=== Data for processing ===

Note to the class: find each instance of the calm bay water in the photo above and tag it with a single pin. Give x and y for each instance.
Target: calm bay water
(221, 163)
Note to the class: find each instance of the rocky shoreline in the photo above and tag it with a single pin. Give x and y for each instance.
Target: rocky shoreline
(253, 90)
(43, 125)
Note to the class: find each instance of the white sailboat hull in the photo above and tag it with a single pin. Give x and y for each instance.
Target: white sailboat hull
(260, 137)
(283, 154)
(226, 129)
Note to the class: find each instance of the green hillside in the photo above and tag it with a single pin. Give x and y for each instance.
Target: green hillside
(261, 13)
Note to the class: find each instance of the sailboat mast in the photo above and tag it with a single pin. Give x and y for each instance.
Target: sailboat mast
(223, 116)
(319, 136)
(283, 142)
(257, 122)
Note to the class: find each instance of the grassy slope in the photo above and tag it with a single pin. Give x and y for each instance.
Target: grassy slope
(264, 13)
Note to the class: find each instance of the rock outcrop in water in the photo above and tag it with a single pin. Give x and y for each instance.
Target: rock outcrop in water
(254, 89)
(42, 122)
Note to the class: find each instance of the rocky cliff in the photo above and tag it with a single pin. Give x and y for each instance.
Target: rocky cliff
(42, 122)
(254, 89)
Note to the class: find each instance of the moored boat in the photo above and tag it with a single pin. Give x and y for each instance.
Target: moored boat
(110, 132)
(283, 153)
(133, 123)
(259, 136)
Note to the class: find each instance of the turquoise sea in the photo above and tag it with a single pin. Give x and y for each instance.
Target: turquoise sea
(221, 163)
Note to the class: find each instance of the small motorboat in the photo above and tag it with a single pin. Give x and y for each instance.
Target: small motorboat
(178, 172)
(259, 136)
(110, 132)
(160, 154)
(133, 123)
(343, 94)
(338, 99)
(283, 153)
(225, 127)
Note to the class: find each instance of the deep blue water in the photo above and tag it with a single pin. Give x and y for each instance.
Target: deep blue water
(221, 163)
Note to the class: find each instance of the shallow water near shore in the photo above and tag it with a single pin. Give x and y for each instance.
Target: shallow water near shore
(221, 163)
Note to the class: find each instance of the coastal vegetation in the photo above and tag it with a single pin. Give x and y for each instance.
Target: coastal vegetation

===

-- Aim of the task --
Every line of the material should come back unchanged.

-- Exercise output --
Note to the class: find each instance of the calm bay water in the photo above and tag it with a single pin. Give x and y for each instance.
Target: calm bay water
(221, 163)
Note to the class: find each instance of the rocky shoreline in the photo above and tag it with a single pin. Give x and y for each instance.
Target: rocky shoreline
(253, 90)
(43, 125)
Note to the class: find each instance of the white sailboat hull in the photo above and tag it with a single pin. Give x and y for each instance.
Target: white sailboat hull
(260, 137)
(283, 154)
(226, 129)
Note to the class: find each instance of the green hillside in the photo above and tag it with a single pin. Give x and y for each instance.
Target: green hillside
(261, 13)
Note to the class: find each instance of the sailboat mast in the photo above and tag it with a single pin. Give x and y for each instance.
Target: sailboat mast
(223, 116)
(319, 136)
(283, 142)
(257, 122)
Note to the class: find each instance of the grassy slope in the photo above and tag it with a single pin. Give x and y for each instance.
Target: grassy slope
(264, 13)
Note to the class: find each instance of the rock outcrop in water in the photo above and tag it with a single pin. Give x and y for each instance.
Target: rock outcrop in water
(254, 89)
(42, 122)
Note to the class: find each instance of the rocky cliff in the photo above and tag it with a single pin. Give x and y for each instance.
Target: rocky cliff
(42, 122)
(254, 89)
Note to the class: find each instance of the moored boat in the photo above and tag it with a single pin. Give x and y for each instance.
Target: moored boat
(110, 132)
(283, 153)
(133, 123)
(259, 136)
Note to the class: find each instance of the turquoise sea in the photo above and tag it with a single pin. Give x and y for each instance.
Target: turquoise sea
(221, 163)
Note to the class: find each instance of the small motorboat in the photo above and tag it with a single pin. Give x and y for each instance.
Target: small motorboat
(178, 172)
(259, 136)
(110, 132)
(160, 154)
(133, 123)
(343, 94)
(338, 99)
(283, 153)
(225, 127)
Note to the class: find each instance of the deep blue water in the photo above and tag it with a single pin. Give x and y for each instance.
Target: deep blue water
(221, 163)
Note to the class: find each instance of the shallow water near shore in the photo above and tag it with a single pin. Give x and y for each instance.
Target: shallow water near shore
(221, 163)
Note to the class: find each instance of the coastal vegetation in the photo above and tag it with a single pin. Give x and y for each instance.
Target: coastal vegetation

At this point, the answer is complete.